> _EXERCISE DESCRIPTION_: Can you give the data below, from the line containing "Note: mark the metal railing" through the final line, as a Markdown table with a Row column numbering each entry and a Line column holding its text, leaving out any blank lines?

<<<<

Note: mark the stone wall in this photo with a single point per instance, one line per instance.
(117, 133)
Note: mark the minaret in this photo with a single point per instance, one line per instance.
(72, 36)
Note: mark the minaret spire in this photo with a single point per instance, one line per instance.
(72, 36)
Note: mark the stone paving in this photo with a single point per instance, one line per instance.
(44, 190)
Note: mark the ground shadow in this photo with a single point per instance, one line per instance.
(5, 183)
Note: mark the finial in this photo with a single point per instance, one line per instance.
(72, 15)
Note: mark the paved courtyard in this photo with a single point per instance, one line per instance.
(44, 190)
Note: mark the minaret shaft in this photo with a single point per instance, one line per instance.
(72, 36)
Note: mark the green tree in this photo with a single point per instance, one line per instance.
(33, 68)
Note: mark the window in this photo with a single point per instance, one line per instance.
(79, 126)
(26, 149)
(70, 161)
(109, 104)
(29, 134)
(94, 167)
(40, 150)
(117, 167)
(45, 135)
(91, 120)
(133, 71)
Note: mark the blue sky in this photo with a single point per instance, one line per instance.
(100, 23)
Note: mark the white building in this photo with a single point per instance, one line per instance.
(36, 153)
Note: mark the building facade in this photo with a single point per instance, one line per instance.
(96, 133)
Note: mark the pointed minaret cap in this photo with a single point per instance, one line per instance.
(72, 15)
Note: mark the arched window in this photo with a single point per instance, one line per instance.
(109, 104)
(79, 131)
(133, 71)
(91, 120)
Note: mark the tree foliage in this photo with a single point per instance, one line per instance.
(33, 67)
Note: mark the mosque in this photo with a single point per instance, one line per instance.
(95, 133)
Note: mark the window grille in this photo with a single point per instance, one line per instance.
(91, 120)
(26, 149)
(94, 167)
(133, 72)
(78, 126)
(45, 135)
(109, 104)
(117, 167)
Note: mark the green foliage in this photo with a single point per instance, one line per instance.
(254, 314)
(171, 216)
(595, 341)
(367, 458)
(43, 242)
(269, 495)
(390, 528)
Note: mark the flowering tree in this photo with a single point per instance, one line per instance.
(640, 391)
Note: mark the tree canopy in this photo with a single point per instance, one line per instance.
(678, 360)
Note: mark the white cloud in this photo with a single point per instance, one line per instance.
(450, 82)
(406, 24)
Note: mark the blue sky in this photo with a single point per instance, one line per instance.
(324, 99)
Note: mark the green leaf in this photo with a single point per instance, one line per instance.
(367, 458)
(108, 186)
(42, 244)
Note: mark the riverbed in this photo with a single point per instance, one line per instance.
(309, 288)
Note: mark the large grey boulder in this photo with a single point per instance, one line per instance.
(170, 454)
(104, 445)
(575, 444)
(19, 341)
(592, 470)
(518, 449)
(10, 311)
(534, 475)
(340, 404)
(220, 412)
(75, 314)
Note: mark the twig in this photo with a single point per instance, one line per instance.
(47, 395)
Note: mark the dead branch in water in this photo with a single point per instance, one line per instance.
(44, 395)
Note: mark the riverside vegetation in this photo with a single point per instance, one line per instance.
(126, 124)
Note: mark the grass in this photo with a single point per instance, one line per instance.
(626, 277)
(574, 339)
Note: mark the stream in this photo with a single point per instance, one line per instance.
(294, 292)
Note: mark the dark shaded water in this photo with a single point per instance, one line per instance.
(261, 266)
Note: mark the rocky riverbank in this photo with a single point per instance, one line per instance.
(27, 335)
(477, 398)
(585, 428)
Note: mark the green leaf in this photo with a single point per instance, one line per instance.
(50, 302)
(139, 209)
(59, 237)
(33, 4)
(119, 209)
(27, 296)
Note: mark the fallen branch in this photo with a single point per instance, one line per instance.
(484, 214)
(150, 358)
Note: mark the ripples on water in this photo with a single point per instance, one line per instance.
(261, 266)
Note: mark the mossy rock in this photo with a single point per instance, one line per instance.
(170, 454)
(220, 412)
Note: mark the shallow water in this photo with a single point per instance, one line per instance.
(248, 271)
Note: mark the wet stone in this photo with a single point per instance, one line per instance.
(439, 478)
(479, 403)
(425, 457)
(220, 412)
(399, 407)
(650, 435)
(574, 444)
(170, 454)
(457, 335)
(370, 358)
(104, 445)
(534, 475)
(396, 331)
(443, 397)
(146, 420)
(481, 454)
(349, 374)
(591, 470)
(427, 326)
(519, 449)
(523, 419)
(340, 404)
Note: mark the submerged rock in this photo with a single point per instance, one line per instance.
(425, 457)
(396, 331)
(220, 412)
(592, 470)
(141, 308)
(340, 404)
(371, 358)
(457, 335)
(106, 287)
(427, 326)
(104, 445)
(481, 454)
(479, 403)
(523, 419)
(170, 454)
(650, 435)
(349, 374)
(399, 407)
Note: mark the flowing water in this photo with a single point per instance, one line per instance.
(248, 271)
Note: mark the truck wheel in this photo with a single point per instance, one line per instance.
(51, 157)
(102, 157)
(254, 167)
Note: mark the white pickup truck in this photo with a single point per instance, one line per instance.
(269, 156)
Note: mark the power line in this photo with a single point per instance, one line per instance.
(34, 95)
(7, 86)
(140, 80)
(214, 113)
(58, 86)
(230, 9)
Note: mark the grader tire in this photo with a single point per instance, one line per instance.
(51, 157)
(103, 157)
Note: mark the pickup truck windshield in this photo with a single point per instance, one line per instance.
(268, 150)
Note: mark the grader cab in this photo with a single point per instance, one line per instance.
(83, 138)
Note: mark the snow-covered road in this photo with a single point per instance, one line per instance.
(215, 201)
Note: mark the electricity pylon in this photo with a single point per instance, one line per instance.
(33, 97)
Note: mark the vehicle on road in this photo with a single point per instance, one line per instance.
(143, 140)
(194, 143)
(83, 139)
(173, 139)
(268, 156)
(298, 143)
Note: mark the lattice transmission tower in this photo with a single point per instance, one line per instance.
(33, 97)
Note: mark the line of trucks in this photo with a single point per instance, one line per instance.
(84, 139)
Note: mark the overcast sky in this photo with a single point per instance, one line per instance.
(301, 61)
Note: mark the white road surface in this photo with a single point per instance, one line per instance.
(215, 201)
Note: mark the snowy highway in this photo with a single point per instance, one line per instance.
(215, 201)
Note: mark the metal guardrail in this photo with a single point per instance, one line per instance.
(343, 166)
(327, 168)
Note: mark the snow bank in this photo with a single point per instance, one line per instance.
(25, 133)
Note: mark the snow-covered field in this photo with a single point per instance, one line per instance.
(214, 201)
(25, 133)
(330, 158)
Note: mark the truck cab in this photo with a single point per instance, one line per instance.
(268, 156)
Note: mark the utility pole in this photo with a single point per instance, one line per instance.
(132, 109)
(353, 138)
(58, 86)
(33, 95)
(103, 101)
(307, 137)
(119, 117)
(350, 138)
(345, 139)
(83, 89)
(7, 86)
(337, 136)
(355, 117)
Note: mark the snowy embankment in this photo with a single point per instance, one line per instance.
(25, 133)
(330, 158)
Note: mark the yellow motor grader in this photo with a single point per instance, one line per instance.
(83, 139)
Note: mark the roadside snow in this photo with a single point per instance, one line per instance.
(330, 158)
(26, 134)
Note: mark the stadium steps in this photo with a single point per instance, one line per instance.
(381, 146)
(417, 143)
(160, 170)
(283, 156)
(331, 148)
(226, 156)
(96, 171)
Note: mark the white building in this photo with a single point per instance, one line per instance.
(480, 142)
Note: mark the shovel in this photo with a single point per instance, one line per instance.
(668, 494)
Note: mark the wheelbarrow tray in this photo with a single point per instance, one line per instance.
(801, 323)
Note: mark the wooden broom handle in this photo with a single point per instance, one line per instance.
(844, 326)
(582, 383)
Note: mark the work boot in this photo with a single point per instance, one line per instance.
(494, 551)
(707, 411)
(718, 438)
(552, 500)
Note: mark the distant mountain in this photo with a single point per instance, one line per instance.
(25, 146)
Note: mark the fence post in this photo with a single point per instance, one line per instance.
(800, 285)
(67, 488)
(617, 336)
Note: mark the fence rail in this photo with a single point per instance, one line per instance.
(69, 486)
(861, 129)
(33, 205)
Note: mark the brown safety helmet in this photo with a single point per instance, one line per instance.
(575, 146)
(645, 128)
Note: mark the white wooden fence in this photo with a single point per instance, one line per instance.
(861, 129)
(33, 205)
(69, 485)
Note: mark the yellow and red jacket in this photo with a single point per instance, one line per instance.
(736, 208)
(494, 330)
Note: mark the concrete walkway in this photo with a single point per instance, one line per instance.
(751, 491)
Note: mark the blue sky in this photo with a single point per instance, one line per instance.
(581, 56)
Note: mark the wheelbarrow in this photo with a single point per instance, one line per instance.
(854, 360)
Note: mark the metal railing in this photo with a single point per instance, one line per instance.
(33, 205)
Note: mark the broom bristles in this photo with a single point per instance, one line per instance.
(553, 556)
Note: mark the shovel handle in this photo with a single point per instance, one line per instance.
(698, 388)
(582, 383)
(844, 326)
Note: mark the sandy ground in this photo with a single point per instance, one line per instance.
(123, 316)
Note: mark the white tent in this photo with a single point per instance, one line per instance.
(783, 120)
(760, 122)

>>>>

> _TASK SOLUTION_:
| Row | Line |
|---|---|
| 1 | Note: mark the metal railing in this photo with a single point per instance, one line per instance. |
| 2 | (33, 205) |
| 3 | Note: mark the broom bristles in this photo with a single point per instance, one line per instance. |
| 4 | (553, 556) |
| 5 | Note: mark the shovel handle in this photo with a single point per instance, one line per instance. |
| 6 | (698, 388) |
| 7 | (582, 383) |
| 8 | (844, 326) |
| 9 | Note: mark the sandy ground in this photo with a single point per instance, one line per instance. |
| 10 | (123, 316) |
| 11 | Note: mark the white tent in this photo with a single point per instance, one line per instance. |
| 12 | (783, 120) |
| 13 | (760, 122) |